══ Rows ══

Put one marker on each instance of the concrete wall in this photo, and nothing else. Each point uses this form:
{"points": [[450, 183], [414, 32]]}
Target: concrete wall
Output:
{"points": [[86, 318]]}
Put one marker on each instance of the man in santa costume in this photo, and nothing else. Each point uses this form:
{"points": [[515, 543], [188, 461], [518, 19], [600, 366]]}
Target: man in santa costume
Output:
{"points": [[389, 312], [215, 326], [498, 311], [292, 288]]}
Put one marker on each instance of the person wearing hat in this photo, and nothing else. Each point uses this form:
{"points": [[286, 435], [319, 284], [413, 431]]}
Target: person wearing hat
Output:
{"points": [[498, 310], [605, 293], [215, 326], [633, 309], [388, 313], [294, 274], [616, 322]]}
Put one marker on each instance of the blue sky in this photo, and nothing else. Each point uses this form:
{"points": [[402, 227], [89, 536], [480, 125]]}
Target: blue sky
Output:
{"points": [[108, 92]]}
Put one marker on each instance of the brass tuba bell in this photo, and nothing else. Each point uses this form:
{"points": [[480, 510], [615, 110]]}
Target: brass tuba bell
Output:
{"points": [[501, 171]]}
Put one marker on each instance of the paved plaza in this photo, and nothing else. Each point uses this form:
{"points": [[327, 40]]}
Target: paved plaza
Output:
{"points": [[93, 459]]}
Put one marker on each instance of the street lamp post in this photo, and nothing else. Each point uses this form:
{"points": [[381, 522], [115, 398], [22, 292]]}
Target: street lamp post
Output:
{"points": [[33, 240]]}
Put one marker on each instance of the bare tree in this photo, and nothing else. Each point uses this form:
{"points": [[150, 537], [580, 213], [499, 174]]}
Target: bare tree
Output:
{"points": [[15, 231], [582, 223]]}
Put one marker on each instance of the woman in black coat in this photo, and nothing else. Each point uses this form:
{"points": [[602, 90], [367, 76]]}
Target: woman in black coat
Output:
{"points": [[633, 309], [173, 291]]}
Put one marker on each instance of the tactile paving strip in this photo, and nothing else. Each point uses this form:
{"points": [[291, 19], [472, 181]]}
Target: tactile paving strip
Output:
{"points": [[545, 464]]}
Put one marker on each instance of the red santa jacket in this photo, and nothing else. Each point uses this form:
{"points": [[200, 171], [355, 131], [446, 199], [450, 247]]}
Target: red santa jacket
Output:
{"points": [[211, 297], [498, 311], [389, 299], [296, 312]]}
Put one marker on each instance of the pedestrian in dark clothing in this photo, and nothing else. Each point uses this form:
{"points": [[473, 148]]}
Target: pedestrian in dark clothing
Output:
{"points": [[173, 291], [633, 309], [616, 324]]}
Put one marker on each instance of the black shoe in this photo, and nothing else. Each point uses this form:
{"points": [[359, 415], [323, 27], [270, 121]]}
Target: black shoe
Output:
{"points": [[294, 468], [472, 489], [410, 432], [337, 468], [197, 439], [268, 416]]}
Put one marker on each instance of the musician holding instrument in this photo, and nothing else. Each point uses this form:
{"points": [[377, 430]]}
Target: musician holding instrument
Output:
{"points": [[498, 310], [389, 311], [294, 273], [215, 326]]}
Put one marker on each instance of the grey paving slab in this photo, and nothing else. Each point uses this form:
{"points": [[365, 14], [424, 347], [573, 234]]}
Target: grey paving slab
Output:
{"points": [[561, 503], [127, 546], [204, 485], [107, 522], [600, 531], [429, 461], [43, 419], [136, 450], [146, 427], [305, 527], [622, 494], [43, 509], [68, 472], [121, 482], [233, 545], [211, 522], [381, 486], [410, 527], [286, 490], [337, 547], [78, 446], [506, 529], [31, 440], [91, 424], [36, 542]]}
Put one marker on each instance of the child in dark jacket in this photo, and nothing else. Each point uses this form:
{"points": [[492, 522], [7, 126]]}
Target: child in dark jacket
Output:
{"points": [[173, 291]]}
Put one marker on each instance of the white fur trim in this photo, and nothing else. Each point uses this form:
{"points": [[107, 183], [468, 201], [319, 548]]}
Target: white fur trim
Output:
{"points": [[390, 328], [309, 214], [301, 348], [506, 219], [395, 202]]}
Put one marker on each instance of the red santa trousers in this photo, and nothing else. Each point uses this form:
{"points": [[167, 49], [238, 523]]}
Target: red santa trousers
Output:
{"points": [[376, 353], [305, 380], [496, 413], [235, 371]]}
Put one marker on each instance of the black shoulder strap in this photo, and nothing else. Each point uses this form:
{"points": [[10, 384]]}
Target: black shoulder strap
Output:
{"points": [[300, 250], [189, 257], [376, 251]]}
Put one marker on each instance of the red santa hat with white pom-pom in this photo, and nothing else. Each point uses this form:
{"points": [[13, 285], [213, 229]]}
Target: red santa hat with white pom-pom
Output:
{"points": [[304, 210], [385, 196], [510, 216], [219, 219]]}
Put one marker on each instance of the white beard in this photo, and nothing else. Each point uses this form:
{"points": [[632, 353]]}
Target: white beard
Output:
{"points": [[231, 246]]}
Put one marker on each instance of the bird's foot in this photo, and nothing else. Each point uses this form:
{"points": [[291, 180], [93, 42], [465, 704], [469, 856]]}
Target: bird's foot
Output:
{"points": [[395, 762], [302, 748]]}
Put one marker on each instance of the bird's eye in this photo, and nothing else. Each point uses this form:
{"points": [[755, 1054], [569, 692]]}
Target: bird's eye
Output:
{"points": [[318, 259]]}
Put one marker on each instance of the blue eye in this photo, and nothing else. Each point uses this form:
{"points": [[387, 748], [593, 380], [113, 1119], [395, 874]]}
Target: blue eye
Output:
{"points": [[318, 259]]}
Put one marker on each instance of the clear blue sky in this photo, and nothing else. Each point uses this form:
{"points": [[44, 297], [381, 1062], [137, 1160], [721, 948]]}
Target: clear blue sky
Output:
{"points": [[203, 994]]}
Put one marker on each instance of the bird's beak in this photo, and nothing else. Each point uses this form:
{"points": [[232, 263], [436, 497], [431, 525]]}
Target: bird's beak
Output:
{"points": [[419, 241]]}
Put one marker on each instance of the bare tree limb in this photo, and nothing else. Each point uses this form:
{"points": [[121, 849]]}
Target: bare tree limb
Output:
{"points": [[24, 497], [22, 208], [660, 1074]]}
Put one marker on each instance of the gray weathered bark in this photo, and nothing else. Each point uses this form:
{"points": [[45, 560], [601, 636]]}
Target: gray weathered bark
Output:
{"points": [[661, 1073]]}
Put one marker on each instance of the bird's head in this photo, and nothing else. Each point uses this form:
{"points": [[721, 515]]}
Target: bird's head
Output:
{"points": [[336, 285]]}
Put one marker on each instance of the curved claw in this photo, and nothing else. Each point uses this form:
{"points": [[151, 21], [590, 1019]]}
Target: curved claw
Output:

═══

Short task: Retype all of the records above word for word, with no changes.

Task solution:
Put one marker on each instance of the concrete wall in this photo, and nothing else. Each point uses this form:
{"points": [[450, 183], [414, 32]]}
Target: concrete wall
Output:
{"points": [[86, 318]]}
Put one marker on each instance of the man in santa costume in this photo, and nothing else. Each point uses this form:
{"points": [[515, 543], [188, 461], [518, 19], [600, 366]]}
Target: man in santa costume
Output:
{"points": [[389, 312], [215, 326], [498, 311], [292, 288]]}
Put one marker on each instance of the person wearing hat in this photo, and nothing else. Each point uses this form:
{"points": [[286, 435], [319, 284], [413, 431]]}
Target: person wearing hat
Output:
{"points": [[498, 310], [605, 293], [215, 326], [633, 309], [388, 313], [294, 274], [616, 322]]}
Put one marker on each instance of the blue sky in this photo, and nothing else. Each point uses this form:
{"points": [[402, 227], [89, 536], [480, 125]]}
Target: blue sky
Output:
{"points": [[108, 92]]}
Put one marker on each instance of the brass tuba bell in this photo, and nothing else. Each point uses this form:
{"points": [[480, 510], [615, 110]]}
Target: brass tuba bell
Output:
{"points": [[501, 171]]}
Put one marker on each instance of the paved plaza in this photo, and nothing else. Each point uses this form:
{"points": [[327, 40]]}
Target: paved plaza
Output:
{"points": [[93, 459]]}
Put one marker on each instance of the street lamp post in this photo, and nothing else. Each point uses this form:
{"points": [[381, 522], [115, 398], [22, 292]]}
Target: street lamp post
Output:
{"points": [[33, 240]]}
Put one marker on each instance of the bare tree in this photo, and nothing else. Each point uses this form:
{"points": [[150, 537], [580, 213], [499, 174]]}
Target: bare tree
Output:
{"points": [[15, 231], [582, 223]]}
Put one marker on each instance of the woman in black coat in this photo, and nothing else. Each point uses this form:
{"points": [[602, 90], [367, 76]]}
Target: woman in black coat
Output:
{"points": [[633, 309], [173, 291]]}
Put one marker on each instance of the tactile paving strip in this photo, and nothing else. Each point uses this form:
{"points": [[291, 19], [472, 181]]}
Target: tactile paving strip
Output:
{"points": [[545, 464]]}
Put one marker on each instance of the red santa jacket in this photo, and nothing else. Each point uses this form:
{"points": [[200, 171], [355, 131], [446, 199], [450, 247]]}
Target: red santa jacket
Output:
{"points": [[211, 297], [498, 311], [389, 299], [296, 312]]}
Put one marker on each instance of the pedestrian in dark clothing in this photo, and nothing else. Each point uses this form:
{"points": [[473, 148]]}
Target: pedestrian in dark clothing
Output:
{"points": [[173, 291], [633, 309], [616, 324]]}
Put one marker on each instance of the black shoe in this photo, and nothing else. Each point uses this form:
{"points": [[359, 415], [323, 27], [270, 121]]}
Target: black shoe
Output:
{"points": [[294, 468], [472, 489], [410, 432], [337, 468], [197, 439], [268, 416]]}
Put one marker on each instance of the musician holding instrument in this photo, and nothing else. Each point uses this form:
{"points": [[377, 430]]}
Target: musician holding instrument
Output:
{"points": [[498, 310], [389, 311], [294, 273], [215, 326]]}
Put one marker on each instance of the grey paving slab in this photo, and nothing else. Each point uses this form:
{"points": [[365, 14], [424, 347], [573, 234]]}
Target: grey paving slab
Output:
{"points": [[561, 503], [127, 546], [204, 485], [107, 522], [600, 531], [429, 461], [43, 419], [136, 450], [146, 427], [305, 527], [622, 494], [43, 509], [68, 472], [121, 482], [233, 545], [211, 522], [381, 486], [410, 527], [286, 490], [337, 547], [78, 446], [506, 529], [31, 440], [91, 424], [36, 542]]}
Put one marker on each instance of the child in dark jacket in this photo, and nothing else. Each point uses this form:
{"points": [[492, 522], [7, 126]]}
Target: child in dark jacket
Output:
{"points": [[173, 291]]}
Put one marker on each instance of the white fur trim in this photo, and nothing else. Each point uses this form:
{"points": [[107, 183], [468, 201], [319, 548]]}
Target: white fur trim
Output:
{"points": [[390, 328], [309, 214], [301, 348], [506, 219], [395, 202]]}
Put one marker on each instance of the red santa trousers in this photo, and nothing else. Each point uses this form:
{"points": [[167, 49], [238, 523]]}
Target: red santa trousers
Output:
{"points": [[376, 353], [305, 380], [496, 413], [235, 371]]}
Put one marker on each instance of the black shoulder strap in this photo, and nothing else. Each point uses this form:
{"points": [[10, 384]]}
Target: black shoulder strap
Output:
{"points": [[300, 250], [189, 257], [376, 251]]}
Put one marker on each instance of the red santa hat with white pom-pom in this photo, and nothing else. Each point uses this form:
{"points": [[13, 285], [213, 229]]}
Target: red santa hat with white pom-pom
Output:
{"points": [[304, 210], [385, 196], [510, 216], [219, 219]]}
Put one marker on each instance of the white beard in this photo, and nothing else. Each point uses this form:
{"points": [[632, 353]]}
Target: white beard
Output:
{"points": [[231, 246]]}
Put one marker on each instance of the bird's foot in this photo, and nothing else. Each point uses this form:
{"points": [[291, 180], [93, 42], [465, 704], [469, 856]]}
Target: bird's foot
Output:
{"points": [[395, 762], [302, 748]]}
Put one marker on each instance of the bird's eye in this photo, and nothing else. Each point uses this form:
{"points": [[755, 1054], [569, 692]]}
Target: bird's eye
Output:
{"points": [[318, 259]]}
Put one marker on each instance of the blue eye in this photo, and nothing else. Each point uses this form:
{"points": [[387, 748], [593, 380], [113, 1119], [395, 874]]}
Target: blue eye
Output:
{"points": [[318, 259]]}
Put one marker on each instance of the clear blue sky in this photo, and nothing else. Each point uses this form:
{"points": [[44, 297], [381, 1062], [137, 1160], [721, 948]]}
Target: clear blue sky
Output:
{"points": [[203, 994]]}
Put one marker on each instance of the bird's beak in this photo, and nothing else. Each point uses this form:
{"points": [[232, 263], [436, 497], [431, 525]]}
Target: bird's beak
Output:
{"points": [[419, 241]]}
Put one marker on each instance of the bare tree limb in this photo, and nothing else. Each point uses this form:
{"points": [[121, 849]]}
Target: bare tree limb
Output:
{"points": [[24, 497], [22, 208], [660, 1074]]}
Put one marker on each instance of the gray weathered bark in this photo, and nothing else. Each point uses this form:
{"points": [[45, 560], [601, 636]]}
Target: gray weathered bark
Output:
{"points": [[661, 1073]]}
Put one marker on each instance of the bird's head in this photo, and nothing else. Each point uses this form:
{"points": [[721, 515]]}
Target: bird's head
Output:
{"points": [[336, 285]]}
Put one marker on each instance of the curved claw in this photo, and nothing else. Each point uses this form:
{"points": [[151, 21], [590, 1019]]}
Target: curved claw
Output:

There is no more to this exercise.